* [Task item]: Which lines in the records below contain the word "yellow"? Report each of them.

Point-per-instance localization data:
##############################
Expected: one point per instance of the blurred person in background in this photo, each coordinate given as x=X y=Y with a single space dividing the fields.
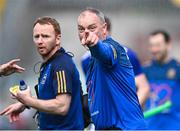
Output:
x=163 y=74
x=59 y=100
x=10 y=68
x=112 y=98
x=140 y=78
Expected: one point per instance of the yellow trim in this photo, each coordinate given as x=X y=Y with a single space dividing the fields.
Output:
x=64 y=78
x=58 y=82
x=60 y=74
x=114 y=52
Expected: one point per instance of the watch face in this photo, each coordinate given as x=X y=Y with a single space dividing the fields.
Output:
x=14 y=89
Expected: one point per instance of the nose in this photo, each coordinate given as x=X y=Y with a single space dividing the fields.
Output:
x=86 y=33
x=39 y=40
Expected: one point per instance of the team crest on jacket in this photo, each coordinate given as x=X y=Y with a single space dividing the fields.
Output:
x=171 y=73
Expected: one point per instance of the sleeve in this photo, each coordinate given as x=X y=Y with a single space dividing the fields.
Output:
x=104 y=52
x=62 y=83
x=85 y=62
x=137 y=68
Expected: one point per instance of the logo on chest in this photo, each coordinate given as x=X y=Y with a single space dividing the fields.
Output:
x=44 y=79
x=171 y=73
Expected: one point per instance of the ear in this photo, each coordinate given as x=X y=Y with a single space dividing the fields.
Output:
x=58 y=39
x=104 y=28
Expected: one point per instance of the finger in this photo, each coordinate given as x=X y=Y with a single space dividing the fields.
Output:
x=14 y=61
x=4 y=111
x=18 y=68
x=83 y=41
x=13 y=118
x=10 y=118
x=89 y=38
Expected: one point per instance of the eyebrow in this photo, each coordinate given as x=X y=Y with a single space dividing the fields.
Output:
x=88 y=26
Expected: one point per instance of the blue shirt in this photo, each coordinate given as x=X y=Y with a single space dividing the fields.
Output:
x=137 y=68
x=164 y=81
x=111 y=88
x=60 y=76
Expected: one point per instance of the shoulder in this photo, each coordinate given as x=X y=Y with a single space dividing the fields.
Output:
x=147 y=64
x=86 y=56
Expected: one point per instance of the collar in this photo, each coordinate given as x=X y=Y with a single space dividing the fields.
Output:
x=58 y=52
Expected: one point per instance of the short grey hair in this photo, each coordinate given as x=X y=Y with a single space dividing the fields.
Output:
x=97 y=12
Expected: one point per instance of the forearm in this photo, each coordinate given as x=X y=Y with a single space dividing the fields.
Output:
x=143 y=88
x=52 y=106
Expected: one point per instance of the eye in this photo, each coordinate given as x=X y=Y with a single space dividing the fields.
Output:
x=45 y=36
x=92 y=28
x=36 y=36
x=81 y=29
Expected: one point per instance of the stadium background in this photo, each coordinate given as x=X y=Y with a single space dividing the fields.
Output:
x=132 y=21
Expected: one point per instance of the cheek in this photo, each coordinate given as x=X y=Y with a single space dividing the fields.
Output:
x=80 y=36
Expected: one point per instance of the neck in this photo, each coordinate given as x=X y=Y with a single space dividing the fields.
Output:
x=46 y=58
x=165 y=60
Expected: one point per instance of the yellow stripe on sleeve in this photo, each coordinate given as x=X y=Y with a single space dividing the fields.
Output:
x=60 y=74
x=114 y=52
x=64 y=78
x=58 y=82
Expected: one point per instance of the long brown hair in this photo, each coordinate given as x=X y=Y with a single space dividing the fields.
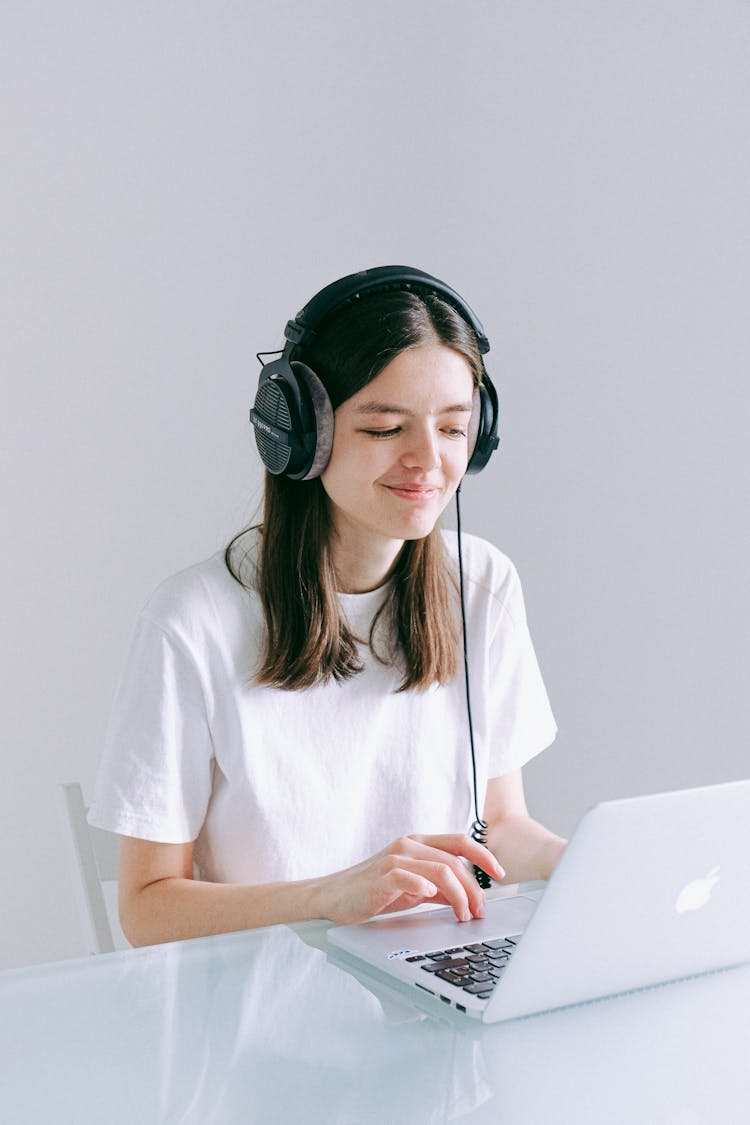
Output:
x=307 y=638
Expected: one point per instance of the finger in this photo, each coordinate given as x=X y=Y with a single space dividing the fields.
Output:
x=458 y=844
x=398 y=883
x=457 y=861
x=453 y=881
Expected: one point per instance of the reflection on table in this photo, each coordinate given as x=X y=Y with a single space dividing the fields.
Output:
x=261 y=1027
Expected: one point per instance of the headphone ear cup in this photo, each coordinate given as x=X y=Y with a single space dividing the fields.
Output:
x=482 y=438
x=475 y=421
x=323 y=414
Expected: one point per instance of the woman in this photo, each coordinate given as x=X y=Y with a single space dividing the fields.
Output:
x=292 y=719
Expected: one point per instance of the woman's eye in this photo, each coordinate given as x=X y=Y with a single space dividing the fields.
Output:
x=382 y=433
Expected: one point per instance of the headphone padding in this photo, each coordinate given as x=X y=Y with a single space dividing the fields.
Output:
x=323 y=412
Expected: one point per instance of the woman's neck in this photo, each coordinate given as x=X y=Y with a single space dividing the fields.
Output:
x=359 y=568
##############################
* [Exercise solution]:
Expected: one point per instance of the yellow trim in this photo, each coordinate given as x=X y=Y with a single space dividing the fields.
Expected: one point per instance of the yellow stripe on sleeve in this photo, each coordinate given as x=X y=Y with a single space dividing the fields.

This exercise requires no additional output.